*** Given text ***

OSTEs are a tool in which a teacher interacts with a “standardized learner” in a scripted scenario to assess their teaching skills broadly and within a specific difficult situation as well as to improve their teaching skills by providing clear, immediate, and structured feedback. Initially, we will implement an OSTE program within the Pediatric Cardiology Fellowship Program at The University of Michigan. Using this program, we will assess and improve the teaching skills of first-year fellows, with the immediate goal of improving medical student and resident education. In addition, we will assess the role that OSTEs have in improving the education of these residents and students. Finally, we aim to more broadly implement this program as a part of the faculty development program for pediatric cardiology faculty.
An OSTE scenario for the delivery of feedback to a difficult learner was created based upon a faculty needs assessment. The OSTE was implemented within the pediatric cardiology fellowship program both as an intervention for first-year fellows as well as a faculty development tool during the faculty retreat. The faculty evaluations showed that the OSTE was realistic, well-received, valuable/useful, worth recommending to peers, and useful for trainees. Additionally, the change in faculty confidence in all domains (feedback, supervision of "difficult" learners, and good working relationships) were positive after participating in the OSTE. With the fellows, there was a significant improvement in clinical teaching scores (as evaluated by medical students and residents) after fellows participated in the OSTE. Additionally, the OSTE made a positive impact on the fellows' confidence in their teaching skills and the magnitude of this impact was more pronounced when the intervention occurred earlier.
The OSTE scenario is available for continued use and for adaptation to other clinical specialties, however our division has been exposed to the intervention, so the cost of continuing the scenario for just a few new learners is not justified at this time. Should a larger department with more turnover be interested in the program, it would be beneficial and cost-effective as a continued/ongoing intervention.
Advice to your Colleagues:
Strong divisional leadership and support to enact a culture change is very important to the success of such projects.

*** End of Given text ***

**Task requirements:** Please copy out the full text about the OSTE program word for word, from its first sentence through the closing advice.

*** Excerpted data ***

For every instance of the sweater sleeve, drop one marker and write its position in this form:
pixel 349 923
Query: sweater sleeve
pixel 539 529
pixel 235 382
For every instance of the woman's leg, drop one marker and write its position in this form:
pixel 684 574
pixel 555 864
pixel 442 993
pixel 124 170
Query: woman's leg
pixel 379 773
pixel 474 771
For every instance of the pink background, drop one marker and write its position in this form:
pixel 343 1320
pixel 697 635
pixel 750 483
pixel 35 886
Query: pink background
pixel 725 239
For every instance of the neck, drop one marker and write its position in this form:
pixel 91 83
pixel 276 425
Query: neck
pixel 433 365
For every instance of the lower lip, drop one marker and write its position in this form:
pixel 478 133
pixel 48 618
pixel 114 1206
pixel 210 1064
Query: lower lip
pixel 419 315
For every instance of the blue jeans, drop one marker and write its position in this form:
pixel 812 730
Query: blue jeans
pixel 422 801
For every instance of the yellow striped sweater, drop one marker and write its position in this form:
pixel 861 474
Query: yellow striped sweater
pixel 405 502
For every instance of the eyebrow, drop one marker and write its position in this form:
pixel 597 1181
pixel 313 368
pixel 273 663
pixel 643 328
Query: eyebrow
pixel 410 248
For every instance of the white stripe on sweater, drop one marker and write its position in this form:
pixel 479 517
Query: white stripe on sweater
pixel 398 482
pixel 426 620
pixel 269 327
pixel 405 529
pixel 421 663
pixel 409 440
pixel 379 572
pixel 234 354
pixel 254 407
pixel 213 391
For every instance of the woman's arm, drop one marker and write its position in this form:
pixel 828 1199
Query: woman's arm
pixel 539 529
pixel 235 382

*** End of Excerpted data ***

**Response box:**
OSTEs are a tool in which a teacher interacts with a “standardized learner” in a scripted scenario to assess their teaching skills broadly and within a specific difficult situation as well as to improve their teaching skills by providing clear, immediate, and structured feedback. Initially, we will implement an OSTE program within the Pediatric Cardiology Fellowship Program at The University of Michigan. Using this program, we will assess and improve the teaching skills of first-year fellows, with the immediate goal of improving medical student and resident education. In addition, we will assess the role that OSTEs have in improving the education of these residents and students. Finally, we aim to more broadly implement this program as a part of the faculty development program for pediatric cardiology faculty.
An OSTE scenario for the delivery of feedback to a difficult learner was created based upon a faculty needs assessment. The OSTE was implemented within the pediatric cardiology fellowship program both as an intervention for first-year fellows as well as a faculty development tool during the faculty retreat. The faculty evaluations showed that the OSTE was realistic, well-received, valuable/useful, worth recommending to peers, and useful for trainees. Additionally, the change in faculty confidence in all domains (feedback, supervision of "difficult" learners, and good working relationships) were positive after participating in the OSTE. With the fellows, there was a significant improvement in clinical teaching scores (as evaluated by medical students and residents) after fellows participated in the OSTE. Additionally, the OSTE made a positive impact on the fellows' confidence in their teaching skills and the magnitude of this impact was more pronounced when the intervention occurred earlier.
The OSTE scenario is available for continued use and for adaptation to other clinical specialties, however our division has been exposed to the intervention, so the cost of continuing the scenario for just a few new learners is not justified at this time. Should a larger department with more turnover be interested in the program, it would be beneficial and cost-effective as a continued/ongoing intervention.
Advice to your Colleagues:
Strong divisional leadership and support to enact a culture change is very important to the success of such projects.